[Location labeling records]
>>>

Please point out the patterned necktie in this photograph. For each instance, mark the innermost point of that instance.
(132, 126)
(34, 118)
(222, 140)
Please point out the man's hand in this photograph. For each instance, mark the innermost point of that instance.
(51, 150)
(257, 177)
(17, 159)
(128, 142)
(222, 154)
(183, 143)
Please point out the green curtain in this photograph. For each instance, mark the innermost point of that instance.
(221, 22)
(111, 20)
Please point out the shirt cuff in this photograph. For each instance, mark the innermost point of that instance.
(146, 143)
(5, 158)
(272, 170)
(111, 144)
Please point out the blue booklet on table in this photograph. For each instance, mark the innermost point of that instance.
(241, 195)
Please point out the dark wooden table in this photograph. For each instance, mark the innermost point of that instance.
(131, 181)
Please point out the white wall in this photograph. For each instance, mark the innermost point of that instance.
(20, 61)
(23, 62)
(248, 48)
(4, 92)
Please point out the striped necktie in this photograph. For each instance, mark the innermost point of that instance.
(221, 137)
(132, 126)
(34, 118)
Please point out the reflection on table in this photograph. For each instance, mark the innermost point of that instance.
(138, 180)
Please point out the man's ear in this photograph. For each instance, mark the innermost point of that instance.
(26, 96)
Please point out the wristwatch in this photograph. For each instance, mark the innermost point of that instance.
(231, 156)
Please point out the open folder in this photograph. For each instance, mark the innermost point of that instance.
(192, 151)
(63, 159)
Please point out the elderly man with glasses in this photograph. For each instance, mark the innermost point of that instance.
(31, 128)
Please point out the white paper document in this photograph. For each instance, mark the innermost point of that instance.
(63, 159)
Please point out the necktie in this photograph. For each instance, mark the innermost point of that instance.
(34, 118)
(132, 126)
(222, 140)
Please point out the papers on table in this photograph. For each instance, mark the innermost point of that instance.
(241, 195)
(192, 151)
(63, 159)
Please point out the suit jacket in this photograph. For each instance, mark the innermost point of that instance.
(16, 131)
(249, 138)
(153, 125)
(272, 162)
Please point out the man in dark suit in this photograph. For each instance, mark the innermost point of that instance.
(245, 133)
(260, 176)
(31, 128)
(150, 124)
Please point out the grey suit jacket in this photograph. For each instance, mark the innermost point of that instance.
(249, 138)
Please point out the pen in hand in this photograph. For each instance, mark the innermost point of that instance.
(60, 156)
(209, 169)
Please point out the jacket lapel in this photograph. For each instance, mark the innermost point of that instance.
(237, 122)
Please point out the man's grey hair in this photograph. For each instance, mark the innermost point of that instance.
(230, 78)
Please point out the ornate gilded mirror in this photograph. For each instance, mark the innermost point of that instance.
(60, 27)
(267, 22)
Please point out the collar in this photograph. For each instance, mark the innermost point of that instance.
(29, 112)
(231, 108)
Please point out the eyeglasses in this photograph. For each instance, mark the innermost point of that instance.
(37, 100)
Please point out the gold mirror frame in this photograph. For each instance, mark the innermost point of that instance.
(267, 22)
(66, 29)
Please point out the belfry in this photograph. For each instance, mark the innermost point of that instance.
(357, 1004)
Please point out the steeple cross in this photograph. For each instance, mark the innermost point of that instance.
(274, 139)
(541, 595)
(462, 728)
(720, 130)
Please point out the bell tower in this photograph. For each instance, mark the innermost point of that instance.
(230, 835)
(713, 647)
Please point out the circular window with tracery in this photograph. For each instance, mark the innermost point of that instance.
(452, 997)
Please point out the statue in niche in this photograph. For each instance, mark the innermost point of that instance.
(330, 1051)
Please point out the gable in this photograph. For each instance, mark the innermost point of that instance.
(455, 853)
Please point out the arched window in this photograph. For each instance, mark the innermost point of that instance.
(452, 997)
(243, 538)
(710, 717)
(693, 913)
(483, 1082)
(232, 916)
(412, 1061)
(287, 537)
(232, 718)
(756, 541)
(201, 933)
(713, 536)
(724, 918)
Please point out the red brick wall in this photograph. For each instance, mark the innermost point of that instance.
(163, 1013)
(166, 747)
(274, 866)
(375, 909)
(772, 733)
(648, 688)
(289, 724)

<<<

Short exercise — Print every line of the records exactly. Omit nothing.

Exercise result —
Please point out the patterned necktie in this photograph. For each instance, mark the innermost point of that instance.
(132, 126)
(34, 118)
(222, 140)
Please point out the man's hand in this photograph. For each instance, mark the innermost point of that instance.
(51, 150)
(257, 177)
(17, 159)
(128, 142)
(222, 154)
(183, 143)
Please point out the green curtain in this photograph. For each instance, mark the innermost point of that instance.
(221, 22)
(111, 20)
Please point out the shirt cuff in this photograph. For each instance, mark the innermost point of that instance.
(146, 143)
(5, 158)
(272, 170)
(111, 144)
Please point out the blue booklet on table in this photograph. For each instance, mark the innermost point of that instance.
(241, 195)
Please point out the dark wooden table in this photograph. For each instance, mark the innermost point of that instance.
(131, 181)
Please point out the white wall in this photograph. For each instance, mark the innermost point of that instance.
(20, 61)
(23, 62)
(248, 48)
(4, 92)
Please point out the striped necktie in this photograph. For each instance, mark the innermost point of that instance.
(221, 137)
(132, 126)
(34, 118)
Please point out the reflection on table in this photograph. For each instance, mark the innermost point of that instance.
(138, 180)
Please point out the man's ear in this photograph. For each instance, mark the innermost point of that instance.
(26, 96)
Please point out the wristwatch in this photograph. For each instance, mark the innermost point of that instance.
(231, 156)
Please point out the open folder in this photograph. For each instance, mark the innermost point of that instance.
(192, 151)
(63, 159)
Please point out the elderly man with glasses in this photograph. For each instance, mark the innermost point of that instance.
(31, 128)
Please point out the white paper document in this photograph. For each instance, mark the innermost point of that instance.
(63, 159)
Please point out the necktie in this photograph. For each instance, mark the innermost point of that instance.
(34, 118)
(132, 126)
(222, 140)
Please point out the papers on table in this photograph. For each instance, mark the innermost point of that instance.
(241, 195)
(192, 151)
(63, 159)
Please point out the suit jacket in this photograph. For each instance, mark the innermost point of that instance.
(16, 131)
(249, 138)
(153, 125)
(272, 162)
Please point out the man in dark suit in this photograph. For each instance, mark the innermost point of that instance.
(245, 133)
(260, 176)
(31, 128)
(150, 124)
Please point out the grey suit jacket in this photograph. For each instance, mark the innermost point of that instance.
(249, 138)
Please point out the pen in hand in this photograph. For each instance, mark the innermost point of that instance.
(60, 156)
(209, 169)
Please point out the jacket lapel in this photograph. For each instance, mark the innermost point of that instance.
(237, 122)
Please point out the man's grey hair in this photograph. For each instance, mark the innermost point of that instance.
(230, 78)
Please point out the ornate gilded mirror in this photograph. For each instance, mark the innermost point of that instance.
(60, 27)
(267, 22)
Please point out the collar in this photograph. For each instance, mark the innermost point of that instance.
(29, 112)
(231, 108)
Please point out the eyeglasses in this photograph. For each instance, mark the innermost point of that instance.
(37, 100)
Please point out the gold mirror frame in this photograph. For each instance, mark the innermost point of that instance.
(267, 22)
(66, 29)
Please point out the belfry in this photograph. For each instance, mark the innermost point of that instance.
(357, 1004)
Please point out the steeple cross in this photograph. For each instance, mark the innermost point of that instance.
(274, 139)
(541, 595)
(462, 728)
(720, 130)
Please point out the bell tower in this photograph. For each instance, mark the innermost point of that instance.
(230, 835)
(713, 647)
Please point out the circular window with tracery in this photograph. For each instance, mark the innermost point of that instance.
(452, 997)
Please point out the statue in niche in this photograph. For each instance, mark the innermost point of that instance.
(330, 1051)
Please point out the gable in this photograph. For each instance, mark the innermost point of that instance.
(455, 853)
Please point out the arched window in this photograph. For each instance, mark the innermost point of that instance.
(452, 997)
(243, 538)
(710, 717)
(693, 913)
(483, 1082)
(232, 916)
(412, 1061)
(287, 537)
(232, 718)
(756, 541)
(201, 933)
(713, 536)
(724, 918)
Please point out the red brick wall in this photograph. For each instance, mark the innermost point of that instance.
(163, 1013)
(166, 747)
(274, 866)
(375, 909)
(772, 733)
(648, 688)
(289, 724)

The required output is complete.